§ **Written instruction**
Copy exactly the lines from the "Task: find each instance of the dry" line to the end, both included, and nothing else.

Records from a dataset:
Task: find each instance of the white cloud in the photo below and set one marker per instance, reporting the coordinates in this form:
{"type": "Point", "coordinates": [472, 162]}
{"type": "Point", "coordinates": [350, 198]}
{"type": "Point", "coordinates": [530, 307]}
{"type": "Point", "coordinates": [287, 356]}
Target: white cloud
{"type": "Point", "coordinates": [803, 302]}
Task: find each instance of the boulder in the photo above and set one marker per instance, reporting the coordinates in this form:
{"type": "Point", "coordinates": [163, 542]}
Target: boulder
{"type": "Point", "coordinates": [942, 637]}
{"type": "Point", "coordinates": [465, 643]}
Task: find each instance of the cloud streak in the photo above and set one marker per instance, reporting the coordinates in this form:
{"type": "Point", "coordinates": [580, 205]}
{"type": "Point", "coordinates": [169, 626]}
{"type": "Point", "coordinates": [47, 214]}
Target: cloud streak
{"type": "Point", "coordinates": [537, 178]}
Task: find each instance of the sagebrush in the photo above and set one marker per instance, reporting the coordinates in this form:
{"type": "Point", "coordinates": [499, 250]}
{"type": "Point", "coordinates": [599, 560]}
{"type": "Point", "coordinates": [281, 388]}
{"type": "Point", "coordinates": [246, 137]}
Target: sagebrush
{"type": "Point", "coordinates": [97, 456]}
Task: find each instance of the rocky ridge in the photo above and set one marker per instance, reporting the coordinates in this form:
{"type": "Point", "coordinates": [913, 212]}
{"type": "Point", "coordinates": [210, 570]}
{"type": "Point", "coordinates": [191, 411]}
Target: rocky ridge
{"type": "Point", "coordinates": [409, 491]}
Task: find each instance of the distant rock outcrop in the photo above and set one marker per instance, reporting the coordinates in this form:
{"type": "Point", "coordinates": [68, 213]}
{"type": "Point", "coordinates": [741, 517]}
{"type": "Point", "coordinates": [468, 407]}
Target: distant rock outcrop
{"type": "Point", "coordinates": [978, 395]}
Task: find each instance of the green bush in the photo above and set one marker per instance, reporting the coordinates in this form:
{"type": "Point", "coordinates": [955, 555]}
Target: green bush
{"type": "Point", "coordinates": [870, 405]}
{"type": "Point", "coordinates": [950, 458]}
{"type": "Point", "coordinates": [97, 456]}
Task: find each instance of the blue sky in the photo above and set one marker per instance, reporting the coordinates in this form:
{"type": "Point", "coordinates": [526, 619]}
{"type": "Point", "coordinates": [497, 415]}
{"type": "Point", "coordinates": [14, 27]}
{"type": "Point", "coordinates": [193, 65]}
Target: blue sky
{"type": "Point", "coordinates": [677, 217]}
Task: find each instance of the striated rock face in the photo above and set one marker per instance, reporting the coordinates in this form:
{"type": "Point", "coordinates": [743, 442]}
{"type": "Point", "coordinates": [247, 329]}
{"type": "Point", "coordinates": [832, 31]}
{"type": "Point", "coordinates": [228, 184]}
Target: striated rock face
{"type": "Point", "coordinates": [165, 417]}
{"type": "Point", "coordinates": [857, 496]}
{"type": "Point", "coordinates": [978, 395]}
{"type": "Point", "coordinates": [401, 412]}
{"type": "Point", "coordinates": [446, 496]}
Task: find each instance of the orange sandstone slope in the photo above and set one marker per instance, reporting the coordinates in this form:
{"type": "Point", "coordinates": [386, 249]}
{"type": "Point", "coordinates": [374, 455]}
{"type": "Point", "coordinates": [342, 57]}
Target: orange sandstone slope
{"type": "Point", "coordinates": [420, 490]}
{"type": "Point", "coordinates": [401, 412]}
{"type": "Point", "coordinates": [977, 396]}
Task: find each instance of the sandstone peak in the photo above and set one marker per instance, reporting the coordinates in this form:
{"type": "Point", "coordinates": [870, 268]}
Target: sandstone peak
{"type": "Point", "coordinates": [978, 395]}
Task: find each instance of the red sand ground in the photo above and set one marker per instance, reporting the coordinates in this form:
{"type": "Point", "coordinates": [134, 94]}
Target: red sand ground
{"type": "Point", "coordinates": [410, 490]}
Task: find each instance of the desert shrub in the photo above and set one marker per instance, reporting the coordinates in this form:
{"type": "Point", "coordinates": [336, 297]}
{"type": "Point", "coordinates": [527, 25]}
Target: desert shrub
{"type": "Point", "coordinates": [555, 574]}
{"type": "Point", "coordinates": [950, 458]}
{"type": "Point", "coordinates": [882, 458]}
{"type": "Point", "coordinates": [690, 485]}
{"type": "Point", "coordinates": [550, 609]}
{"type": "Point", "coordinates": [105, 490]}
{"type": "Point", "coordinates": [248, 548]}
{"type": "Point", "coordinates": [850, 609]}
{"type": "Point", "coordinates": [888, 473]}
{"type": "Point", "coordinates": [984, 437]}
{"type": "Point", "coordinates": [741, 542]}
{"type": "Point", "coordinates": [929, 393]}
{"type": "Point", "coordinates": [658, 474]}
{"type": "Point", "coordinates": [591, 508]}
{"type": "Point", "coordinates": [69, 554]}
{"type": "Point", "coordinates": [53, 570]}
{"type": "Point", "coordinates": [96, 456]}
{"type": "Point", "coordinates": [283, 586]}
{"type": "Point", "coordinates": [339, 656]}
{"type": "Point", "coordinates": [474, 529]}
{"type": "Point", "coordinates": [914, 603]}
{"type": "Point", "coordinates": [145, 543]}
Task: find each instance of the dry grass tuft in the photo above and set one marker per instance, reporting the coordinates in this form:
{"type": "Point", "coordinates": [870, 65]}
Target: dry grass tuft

§ **Exercise answer**
Task: find each instance of the dry grass tuft in the photo above and set one marker per instance, reporting the coordinates in this form:
{"type": "Point", "coordinates": [870, 65]}
Target: dry grass tuft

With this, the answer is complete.